## Extracted entries
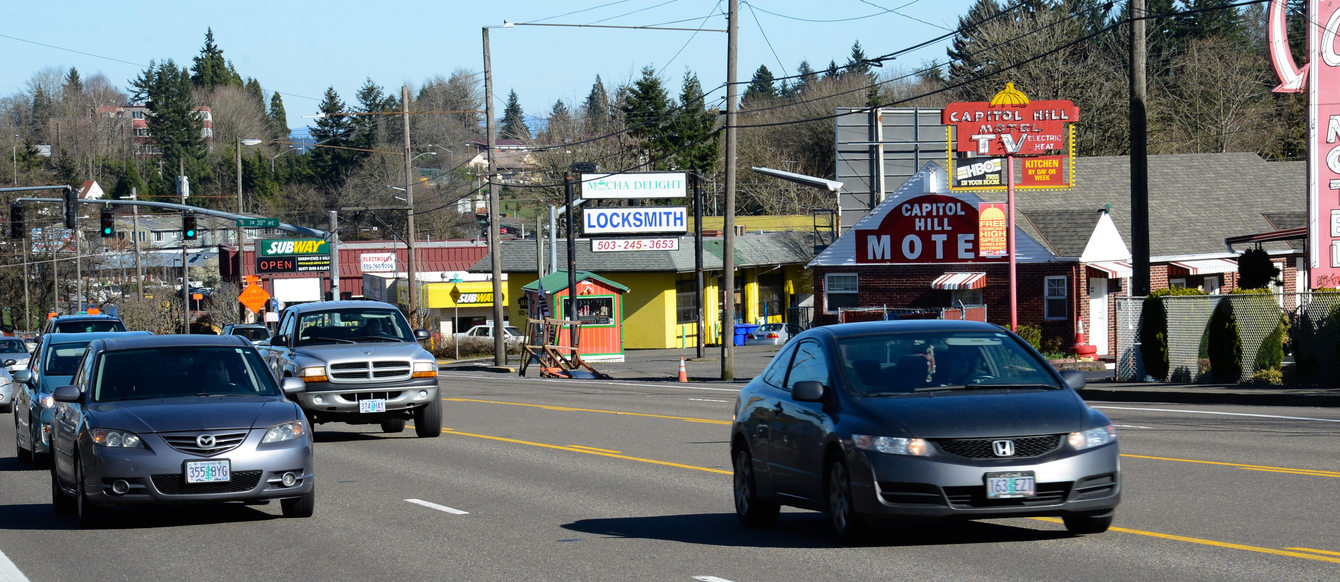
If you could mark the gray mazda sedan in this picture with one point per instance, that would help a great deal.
(921, 420)
(177, 419)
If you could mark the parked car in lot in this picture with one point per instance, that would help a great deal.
(921, 419)
(253, 331)
(166, 419)
(361, 362)
(771, 334)
(51, 366)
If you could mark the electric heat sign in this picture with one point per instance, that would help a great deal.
(923, 229)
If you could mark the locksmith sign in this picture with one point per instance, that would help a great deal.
(923, 229)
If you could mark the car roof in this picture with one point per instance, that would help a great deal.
(137, 341)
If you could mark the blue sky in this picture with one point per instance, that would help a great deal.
(302, 48)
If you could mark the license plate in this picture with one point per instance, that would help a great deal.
(208, 471)
(1009, 486)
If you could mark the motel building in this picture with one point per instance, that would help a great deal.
(919, 251)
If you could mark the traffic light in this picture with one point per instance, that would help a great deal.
(71, 212)
(16, 224)
(188, 225)
(109, 223)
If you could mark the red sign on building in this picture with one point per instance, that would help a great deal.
(923, 229)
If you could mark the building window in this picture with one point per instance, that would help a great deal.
(686, 301)
(840, 290)
(1056, 298)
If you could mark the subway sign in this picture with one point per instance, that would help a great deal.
(294, 247)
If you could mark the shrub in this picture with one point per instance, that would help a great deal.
(1225, 345)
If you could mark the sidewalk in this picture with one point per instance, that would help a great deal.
(749, 361)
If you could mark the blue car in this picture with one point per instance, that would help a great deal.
(51, 366)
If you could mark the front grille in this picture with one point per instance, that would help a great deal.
(370, 370)
(188, 443)
(176, 484)
(981, 448)
(1048, 494)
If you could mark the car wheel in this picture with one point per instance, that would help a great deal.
(428, 420)
(60, 503)
(842, 515)
(1088, 523)
(749, 508)
(300, 506)
(87, 512)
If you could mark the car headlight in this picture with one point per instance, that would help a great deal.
(115, 439)
(1092, 437)
(312, 374)
(284, 432)
(425, 369)
(893, 445)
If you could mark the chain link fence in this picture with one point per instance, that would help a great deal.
(1309, 325)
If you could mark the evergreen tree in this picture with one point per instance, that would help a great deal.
(693, 134)
(596, 110)
(332, 162)
(760, 87)
(513, 120)
(647, 115)
(209, 69)
(173, 122)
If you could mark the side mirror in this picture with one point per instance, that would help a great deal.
(66, 394)
(292, 385)
(1074, 378)
(808, 390)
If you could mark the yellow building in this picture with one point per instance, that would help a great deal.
(659, 309)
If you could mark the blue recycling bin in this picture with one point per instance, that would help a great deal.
(743, 331)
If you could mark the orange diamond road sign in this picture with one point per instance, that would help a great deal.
(253, 297)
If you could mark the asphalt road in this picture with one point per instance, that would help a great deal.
(551, 479)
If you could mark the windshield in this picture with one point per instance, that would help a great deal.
(174, 372)
(354, 325)
(926, 361)
(89, 326)
(62, 358)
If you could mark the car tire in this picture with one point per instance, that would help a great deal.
(751, 510)
(842, 515)
(302, 506)
(87, 512)
(1088, 523)
(428, 420)
(60, 503)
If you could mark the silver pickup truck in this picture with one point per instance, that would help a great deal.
(361, 362)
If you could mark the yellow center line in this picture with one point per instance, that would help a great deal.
(1210, 542)
(591, 409)
(1241, 466)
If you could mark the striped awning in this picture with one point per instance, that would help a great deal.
(960, 280)
(1206, 267)
(1114, 268)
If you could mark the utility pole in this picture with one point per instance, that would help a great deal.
(499, 347)
(409, 215)
(1139, 158)
(728, 267)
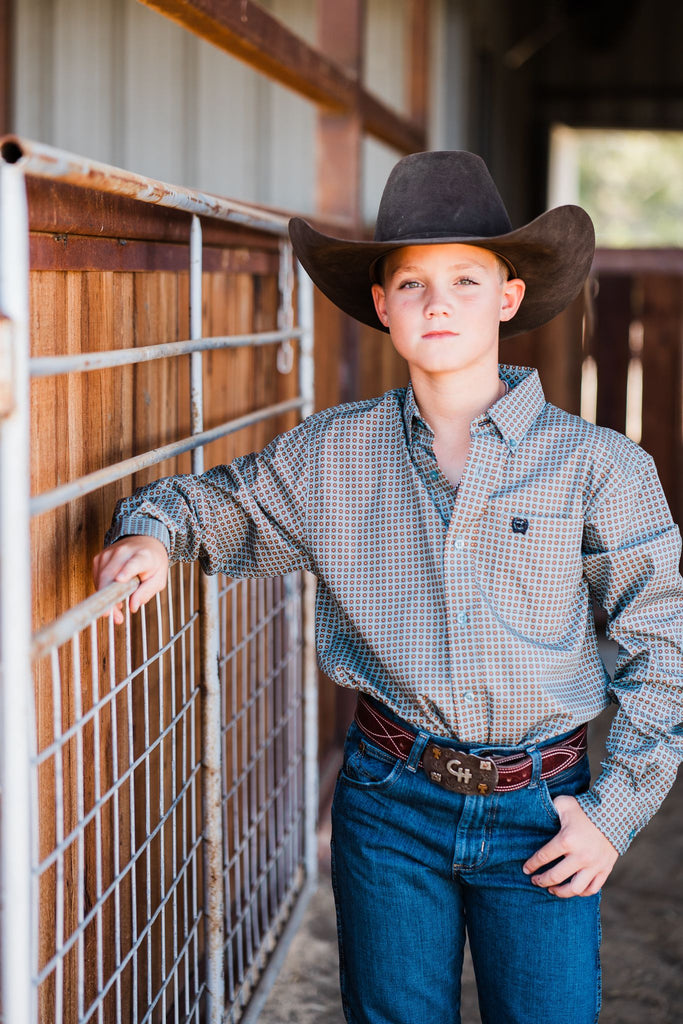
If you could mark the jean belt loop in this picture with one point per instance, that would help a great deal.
(417, 750)
(537, 766)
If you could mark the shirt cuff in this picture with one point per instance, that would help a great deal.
(131, 525)
(611, 805)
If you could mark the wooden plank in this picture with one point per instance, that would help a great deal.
(248, 32)
(55, 207)
(75, 252)
(631, 261)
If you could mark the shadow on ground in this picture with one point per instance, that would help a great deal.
(642, 916)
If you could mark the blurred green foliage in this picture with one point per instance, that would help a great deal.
(631, 182)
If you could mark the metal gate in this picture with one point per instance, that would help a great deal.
(188, 739)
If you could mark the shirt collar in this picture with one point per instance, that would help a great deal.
(513, 415)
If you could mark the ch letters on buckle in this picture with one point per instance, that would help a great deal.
(459, 772)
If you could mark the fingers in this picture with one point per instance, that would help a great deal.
(143, 557)
(580, 855)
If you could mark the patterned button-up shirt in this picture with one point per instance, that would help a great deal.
(466, 611)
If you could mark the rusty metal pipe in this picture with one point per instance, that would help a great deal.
(48, 162)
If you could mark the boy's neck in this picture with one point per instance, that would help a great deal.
(451, 402)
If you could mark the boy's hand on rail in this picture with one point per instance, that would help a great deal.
(585, 857)
(132, 556)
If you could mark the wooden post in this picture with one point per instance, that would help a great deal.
(417, 79)
(613, 313)
(340, 37)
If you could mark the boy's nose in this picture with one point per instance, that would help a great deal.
(437, 304)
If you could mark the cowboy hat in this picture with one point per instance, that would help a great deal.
(433, 198)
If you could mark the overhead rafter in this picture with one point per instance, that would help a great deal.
(250, 33)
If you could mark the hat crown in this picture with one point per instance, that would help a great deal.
(440, 196)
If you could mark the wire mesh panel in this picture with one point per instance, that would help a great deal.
(263, 762)
(118, 865)
(171, 762)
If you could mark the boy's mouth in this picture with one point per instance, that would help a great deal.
(439, 334)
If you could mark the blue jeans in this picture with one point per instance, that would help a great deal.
(415, 866)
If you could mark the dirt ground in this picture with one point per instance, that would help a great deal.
(642, 925)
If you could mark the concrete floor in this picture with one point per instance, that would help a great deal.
(642, 951)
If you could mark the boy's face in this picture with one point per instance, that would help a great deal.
(443, 304)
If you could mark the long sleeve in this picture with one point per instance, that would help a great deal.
(249, 518)
(631, 556)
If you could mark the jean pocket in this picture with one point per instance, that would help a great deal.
(567, 783)
(368, 767)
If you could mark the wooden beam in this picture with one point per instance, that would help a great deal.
(246, 31)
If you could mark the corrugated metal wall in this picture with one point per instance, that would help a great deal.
(118, 82)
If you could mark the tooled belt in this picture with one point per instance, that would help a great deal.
(468, 773)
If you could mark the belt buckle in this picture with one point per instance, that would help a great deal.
(459, 772)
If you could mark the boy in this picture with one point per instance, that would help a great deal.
(458, 529)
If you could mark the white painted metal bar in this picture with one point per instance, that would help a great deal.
(253, 713)
(306, 387)
(51, 366)
(209, 642)
(18, 806)
(46, 161)
(117, 471)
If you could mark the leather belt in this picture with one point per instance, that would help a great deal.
(468, 773)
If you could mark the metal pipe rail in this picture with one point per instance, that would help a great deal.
(185, 742)
(57, 165)
(52, 366)
(117, 471)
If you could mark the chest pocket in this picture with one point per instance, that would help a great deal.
(529, 569)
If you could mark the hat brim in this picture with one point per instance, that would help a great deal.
(552, 255)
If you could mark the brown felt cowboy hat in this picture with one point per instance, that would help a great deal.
(451, 197)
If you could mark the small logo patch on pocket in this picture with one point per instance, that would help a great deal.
(519, 524)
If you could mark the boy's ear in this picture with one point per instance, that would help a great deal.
(513, 293)
(379, 299)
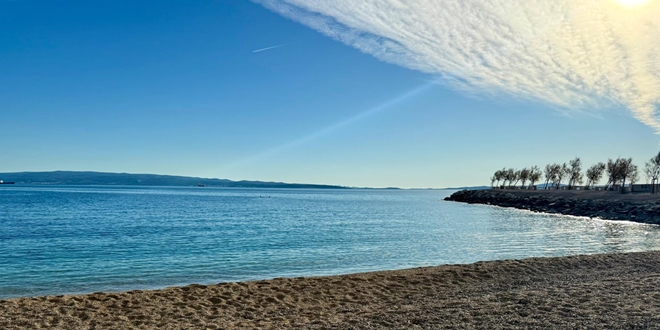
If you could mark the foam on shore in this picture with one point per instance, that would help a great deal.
(597, 291)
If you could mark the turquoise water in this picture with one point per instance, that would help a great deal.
(66, 239)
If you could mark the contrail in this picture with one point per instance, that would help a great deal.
(268, 48)
(575, 55)
(349, 121)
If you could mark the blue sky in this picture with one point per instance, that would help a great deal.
(174, 87)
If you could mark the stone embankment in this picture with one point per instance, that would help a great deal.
(604, 205)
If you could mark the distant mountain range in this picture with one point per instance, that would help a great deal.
(469, 188)
(102, 178)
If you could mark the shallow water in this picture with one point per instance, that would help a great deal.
(80, 239)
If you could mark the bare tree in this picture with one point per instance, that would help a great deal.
(627, 170)
(574, 173)
(562, 172)
(613, 173)
(652, 171)
(633, 175)
(516, 177)
(551, 171)
(594, 174)
(524, 176)
(510, 176)
(534, 175)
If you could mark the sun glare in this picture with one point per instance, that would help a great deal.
(632, 3)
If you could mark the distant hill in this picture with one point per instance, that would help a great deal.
(469, 188)
(102, 178)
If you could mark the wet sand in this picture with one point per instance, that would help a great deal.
(612, 291)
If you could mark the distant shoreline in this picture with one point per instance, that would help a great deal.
(607, 205)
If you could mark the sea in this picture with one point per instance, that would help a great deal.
(58, 240)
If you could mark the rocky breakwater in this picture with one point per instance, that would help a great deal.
(601, 204)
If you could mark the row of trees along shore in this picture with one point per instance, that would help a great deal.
(619, 172)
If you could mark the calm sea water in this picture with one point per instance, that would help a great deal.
(74, 239)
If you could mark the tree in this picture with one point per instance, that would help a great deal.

## Stated goal
Which lines run from the one containing "If you could mark the bare" to the end of the entries above? Quote exactly those, and only those.

## Response to the exercise
If you could mark the bare tree in this picture with one point per instance, that would help a great deal.
(627, 170)
(574, 173)
(562, 172)
(613, 173)
(652, 171)
(633, 175)
(516, 177)
(551, 171)
(594, 174)
(524, 176)
(510, 176)
(534, 175)
If you could mark the sun glare in this picture with one point per instance, that would help a great deal.
(632, 3)
If you could mark the distant hill in this picture with one point per instance, that would help a great deal.
(469, 188)
(102, 178)
If you could mark the wet sand in this picture with one point per instance, that would help a great deal.
(612, 291)
If you could mark the distant shoreline in this picture with one point per instance, that would help a great deal.
(607, 205)
If you could mark the sea in this picture with one point per instance, that would help a great deal.
(58, 240)
If you could mark the rocky breakwater in this picture with one point per instance, that would help a great deal.
(601, 204)
If you could mark the row of trees along shore in this picture with one point per instance, that would help a great deal.
(619, 172)
If you could mark the calm sea water in this picture with one point per instance, that would help a great deal.
(74, 239)
If you could mark the tree in this picture with one point per instance, that would help a great deal.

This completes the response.